§ What this task involves
Identify every line in the items below that contains the word "step", and copy each such line. Case counts.

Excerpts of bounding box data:

* * *

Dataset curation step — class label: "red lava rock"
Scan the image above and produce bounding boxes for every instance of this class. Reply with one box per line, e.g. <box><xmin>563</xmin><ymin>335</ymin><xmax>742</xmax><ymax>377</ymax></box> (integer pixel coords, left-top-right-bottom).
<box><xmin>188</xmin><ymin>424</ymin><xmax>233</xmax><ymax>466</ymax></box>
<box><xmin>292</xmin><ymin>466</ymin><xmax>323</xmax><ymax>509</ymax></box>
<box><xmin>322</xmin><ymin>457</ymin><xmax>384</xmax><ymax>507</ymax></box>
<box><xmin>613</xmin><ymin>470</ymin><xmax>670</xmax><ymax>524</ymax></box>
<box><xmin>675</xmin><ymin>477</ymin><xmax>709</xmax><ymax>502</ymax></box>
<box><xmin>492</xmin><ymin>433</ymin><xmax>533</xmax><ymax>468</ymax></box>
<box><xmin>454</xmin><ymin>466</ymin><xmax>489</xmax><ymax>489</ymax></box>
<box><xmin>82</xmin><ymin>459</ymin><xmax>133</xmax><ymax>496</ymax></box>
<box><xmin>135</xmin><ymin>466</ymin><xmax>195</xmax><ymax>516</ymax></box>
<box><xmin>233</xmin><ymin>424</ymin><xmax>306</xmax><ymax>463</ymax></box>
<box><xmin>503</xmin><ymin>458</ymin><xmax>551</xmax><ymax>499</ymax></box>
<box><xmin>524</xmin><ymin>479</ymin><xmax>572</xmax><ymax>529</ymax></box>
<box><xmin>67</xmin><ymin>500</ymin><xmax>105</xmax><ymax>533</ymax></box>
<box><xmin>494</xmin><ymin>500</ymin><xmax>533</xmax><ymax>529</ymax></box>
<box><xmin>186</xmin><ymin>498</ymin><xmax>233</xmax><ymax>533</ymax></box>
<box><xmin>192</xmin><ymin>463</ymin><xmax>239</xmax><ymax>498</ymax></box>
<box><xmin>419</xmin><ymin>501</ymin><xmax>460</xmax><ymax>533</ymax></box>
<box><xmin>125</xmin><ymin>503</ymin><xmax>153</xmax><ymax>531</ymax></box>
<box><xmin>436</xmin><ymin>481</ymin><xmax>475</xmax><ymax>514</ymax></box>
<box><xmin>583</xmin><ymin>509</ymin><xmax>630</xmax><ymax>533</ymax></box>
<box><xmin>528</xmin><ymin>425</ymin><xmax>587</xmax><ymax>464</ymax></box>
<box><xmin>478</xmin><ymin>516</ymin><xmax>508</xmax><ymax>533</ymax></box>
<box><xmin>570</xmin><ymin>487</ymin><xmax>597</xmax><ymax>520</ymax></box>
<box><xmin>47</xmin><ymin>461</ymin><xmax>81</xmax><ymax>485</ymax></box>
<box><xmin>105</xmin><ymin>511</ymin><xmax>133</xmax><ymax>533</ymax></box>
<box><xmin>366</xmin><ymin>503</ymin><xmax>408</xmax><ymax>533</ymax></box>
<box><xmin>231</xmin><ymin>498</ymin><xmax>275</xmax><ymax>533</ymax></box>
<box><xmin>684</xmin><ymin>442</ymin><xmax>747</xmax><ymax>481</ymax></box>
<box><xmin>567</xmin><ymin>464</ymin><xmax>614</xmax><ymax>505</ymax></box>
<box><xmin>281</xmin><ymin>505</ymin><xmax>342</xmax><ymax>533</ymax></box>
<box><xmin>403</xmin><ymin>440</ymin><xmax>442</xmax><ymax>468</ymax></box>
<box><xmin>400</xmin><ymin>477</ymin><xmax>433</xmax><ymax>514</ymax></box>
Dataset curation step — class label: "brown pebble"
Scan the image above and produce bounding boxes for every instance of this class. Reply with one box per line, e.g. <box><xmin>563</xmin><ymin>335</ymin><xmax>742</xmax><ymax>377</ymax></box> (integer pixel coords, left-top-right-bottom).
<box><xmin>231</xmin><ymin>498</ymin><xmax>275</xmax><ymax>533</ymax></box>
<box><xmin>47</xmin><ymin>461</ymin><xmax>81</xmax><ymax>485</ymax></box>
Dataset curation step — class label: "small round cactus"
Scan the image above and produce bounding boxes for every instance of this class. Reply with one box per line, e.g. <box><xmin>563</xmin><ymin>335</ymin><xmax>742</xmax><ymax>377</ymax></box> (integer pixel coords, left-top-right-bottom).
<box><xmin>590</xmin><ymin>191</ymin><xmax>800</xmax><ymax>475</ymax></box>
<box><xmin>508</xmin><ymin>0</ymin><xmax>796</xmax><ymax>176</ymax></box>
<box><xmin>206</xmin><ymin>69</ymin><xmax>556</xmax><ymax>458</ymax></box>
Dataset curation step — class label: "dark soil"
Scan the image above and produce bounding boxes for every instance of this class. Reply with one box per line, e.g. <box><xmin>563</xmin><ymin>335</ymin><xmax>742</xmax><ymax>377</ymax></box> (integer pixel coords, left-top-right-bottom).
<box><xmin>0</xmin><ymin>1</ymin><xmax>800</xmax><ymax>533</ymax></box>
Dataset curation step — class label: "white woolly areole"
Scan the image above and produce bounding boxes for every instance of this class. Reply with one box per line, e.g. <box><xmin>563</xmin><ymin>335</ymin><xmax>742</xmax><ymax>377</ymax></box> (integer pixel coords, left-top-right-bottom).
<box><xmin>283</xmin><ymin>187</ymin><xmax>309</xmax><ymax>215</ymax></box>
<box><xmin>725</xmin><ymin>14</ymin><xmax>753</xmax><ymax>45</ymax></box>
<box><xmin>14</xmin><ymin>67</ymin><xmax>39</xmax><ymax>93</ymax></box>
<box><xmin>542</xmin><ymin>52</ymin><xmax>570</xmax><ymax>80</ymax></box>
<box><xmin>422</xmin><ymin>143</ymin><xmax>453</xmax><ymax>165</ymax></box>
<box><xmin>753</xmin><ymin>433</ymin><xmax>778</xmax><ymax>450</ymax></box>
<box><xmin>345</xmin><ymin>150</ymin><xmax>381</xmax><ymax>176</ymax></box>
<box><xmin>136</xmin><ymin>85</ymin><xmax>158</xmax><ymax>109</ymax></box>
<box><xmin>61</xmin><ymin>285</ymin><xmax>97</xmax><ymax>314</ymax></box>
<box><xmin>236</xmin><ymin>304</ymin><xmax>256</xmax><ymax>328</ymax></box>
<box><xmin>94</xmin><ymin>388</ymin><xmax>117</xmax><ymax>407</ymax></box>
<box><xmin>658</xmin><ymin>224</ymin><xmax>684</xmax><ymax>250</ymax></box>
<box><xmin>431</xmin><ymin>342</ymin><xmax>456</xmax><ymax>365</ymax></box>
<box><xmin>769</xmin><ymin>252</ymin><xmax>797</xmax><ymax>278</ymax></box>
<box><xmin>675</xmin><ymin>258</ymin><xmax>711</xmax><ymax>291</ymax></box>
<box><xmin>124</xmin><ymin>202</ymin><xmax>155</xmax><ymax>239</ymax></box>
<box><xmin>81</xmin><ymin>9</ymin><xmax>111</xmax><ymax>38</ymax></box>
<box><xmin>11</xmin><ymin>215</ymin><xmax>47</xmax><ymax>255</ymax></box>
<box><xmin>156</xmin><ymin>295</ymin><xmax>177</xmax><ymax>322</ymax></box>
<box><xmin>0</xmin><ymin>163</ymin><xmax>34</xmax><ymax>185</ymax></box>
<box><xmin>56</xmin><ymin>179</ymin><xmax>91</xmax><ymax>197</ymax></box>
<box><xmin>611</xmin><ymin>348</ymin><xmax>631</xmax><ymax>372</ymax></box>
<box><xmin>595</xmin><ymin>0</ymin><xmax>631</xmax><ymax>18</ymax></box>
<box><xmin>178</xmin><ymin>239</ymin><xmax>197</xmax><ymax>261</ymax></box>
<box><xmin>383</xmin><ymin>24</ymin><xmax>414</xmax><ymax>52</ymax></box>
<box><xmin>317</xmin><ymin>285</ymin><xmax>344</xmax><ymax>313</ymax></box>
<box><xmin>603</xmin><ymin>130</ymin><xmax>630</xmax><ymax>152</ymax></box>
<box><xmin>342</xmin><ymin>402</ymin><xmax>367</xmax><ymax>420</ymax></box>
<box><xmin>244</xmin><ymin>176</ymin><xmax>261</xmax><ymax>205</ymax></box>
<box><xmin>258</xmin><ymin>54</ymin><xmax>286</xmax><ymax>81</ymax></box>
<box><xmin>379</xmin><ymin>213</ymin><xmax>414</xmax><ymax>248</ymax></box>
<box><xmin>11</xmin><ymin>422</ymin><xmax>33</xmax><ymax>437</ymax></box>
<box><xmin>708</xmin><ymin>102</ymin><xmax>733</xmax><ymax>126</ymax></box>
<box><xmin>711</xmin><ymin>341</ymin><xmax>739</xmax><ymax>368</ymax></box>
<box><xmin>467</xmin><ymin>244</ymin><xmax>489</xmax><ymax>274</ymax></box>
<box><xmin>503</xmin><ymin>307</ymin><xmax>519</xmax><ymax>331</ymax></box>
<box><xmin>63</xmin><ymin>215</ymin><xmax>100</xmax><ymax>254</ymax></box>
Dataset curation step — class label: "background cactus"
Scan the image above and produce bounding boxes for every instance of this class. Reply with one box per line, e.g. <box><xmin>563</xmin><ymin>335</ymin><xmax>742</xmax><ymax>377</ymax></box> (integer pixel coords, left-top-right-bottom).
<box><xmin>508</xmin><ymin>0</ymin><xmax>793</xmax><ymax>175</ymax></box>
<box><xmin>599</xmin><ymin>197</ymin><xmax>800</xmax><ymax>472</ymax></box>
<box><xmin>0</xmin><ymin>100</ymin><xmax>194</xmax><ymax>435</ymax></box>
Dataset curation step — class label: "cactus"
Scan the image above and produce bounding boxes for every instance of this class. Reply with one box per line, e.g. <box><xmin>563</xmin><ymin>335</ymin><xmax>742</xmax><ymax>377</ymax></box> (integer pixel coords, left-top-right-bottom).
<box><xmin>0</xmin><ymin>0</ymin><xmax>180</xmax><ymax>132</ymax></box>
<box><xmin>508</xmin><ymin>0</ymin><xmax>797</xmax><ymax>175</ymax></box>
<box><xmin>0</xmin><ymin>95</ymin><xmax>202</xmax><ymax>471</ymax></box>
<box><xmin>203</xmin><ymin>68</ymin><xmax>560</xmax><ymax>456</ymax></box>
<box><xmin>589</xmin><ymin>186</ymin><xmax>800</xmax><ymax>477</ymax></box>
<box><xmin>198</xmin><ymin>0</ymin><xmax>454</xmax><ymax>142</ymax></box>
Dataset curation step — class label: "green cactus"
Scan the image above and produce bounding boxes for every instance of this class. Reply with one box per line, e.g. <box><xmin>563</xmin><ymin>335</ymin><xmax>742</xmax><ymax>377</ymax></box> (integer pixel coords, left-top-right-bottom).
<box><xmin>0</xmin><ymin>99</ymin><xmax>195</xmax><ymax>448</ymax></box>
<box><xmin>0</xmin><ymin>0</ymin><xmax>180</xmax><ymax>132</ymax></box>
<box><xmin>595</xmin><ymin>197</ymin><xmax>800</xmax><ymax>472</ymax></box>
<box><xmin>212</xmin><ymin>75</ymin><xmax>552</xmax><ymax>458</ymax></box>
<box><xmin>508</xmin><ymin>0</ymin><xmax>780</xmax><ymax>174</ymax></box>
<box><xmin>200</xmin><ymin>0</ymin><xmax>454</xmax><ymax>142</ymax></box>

* * *

§ Exercise response
Dataset curation step — class label: "red lava rock"
Dataset curation step — class label: "brown pebble"
Dataset curation step — class label: "small round cactus"
Dataset curation step — class label: "dark soil"
Dataset curation step — class label: "white woolly areole"
Dataset curation step — class label: "background cactus"
Dataset curation step — class label: "cactus"
Dataset curation step — class label: "green cactus"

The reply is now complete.